** Your goal **
State how many lines in the records below contain the string "back", where case counts. Reply with the number alone.

>> begin Data supplied

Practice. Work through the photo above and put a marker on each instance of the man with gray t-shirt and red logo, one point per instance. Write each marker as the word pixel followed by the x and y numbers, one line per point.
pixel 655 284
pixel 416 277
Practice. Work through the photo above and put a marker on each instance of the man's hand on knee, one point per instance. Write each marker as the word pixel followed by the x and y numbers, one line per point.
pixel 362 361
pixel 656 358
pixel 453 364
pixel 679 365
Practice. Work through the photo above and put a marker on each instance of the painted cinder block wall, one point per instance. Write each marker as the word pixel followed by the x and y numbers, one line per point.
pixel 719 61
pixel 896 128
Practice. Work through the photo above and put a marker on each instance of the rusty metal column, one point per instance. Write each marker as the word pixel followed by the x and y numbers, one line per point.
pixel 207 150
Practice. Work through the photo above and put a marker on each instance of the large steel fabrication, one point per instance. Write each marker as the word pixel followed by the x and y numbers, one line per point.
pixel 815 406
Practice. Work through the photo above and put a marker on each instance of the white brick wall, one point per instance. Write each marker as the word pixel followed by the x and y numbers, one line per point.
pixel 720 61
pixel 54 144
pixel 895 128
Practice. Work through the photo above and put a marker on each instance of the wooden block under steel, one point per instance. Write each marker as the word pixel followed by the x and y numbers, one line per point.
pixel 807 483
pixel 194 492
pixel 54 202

>> end Data supplied
>> begin Data supplied

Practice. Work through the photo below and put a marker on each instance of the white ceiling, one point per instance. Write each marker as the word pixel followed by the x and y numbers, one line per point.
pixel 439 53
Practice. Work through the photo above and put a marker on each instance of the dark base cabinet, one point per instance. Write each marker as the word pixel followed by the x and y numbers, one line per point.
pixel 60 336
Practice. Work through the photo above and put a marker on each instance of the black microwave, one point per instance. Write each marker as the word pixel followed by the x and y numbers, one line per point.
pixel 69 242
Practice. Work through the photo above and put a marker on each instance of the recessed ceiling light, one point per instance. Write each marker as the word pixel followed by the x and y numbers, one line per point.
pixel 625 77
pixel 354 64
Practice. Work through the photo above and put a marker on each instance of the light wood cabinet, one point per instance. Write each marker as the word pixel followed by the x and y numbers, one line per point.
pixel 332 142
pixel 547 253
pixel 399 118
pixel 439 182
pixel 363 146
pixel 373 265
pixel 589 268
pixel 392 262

>> end Data supplied
>> begin Data supplied

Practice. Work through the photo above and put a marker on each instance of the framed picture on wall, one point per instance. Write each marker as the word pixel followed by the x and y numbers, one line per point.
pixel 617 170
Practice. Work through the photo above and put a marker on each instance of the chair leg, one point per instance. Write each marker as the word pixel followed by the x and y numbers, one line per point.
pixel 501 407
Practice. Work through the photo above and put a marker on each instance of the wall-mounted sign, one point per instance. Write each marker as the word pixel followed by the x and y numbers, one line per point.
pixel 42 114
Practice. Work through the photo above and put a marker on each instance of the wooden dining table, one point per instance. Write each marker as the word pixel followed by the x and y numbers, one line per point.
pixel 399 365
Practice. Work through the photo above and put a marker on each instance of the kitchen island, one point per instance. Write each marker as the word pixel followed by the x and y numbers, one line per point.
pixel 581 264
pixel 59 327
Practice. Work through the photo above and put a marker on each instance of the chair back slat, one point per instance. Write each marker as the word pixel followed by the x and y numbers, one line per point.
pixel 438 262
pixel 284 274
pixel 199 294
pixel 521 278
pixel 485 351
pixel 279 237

>> end Data supplied

** Task result **
1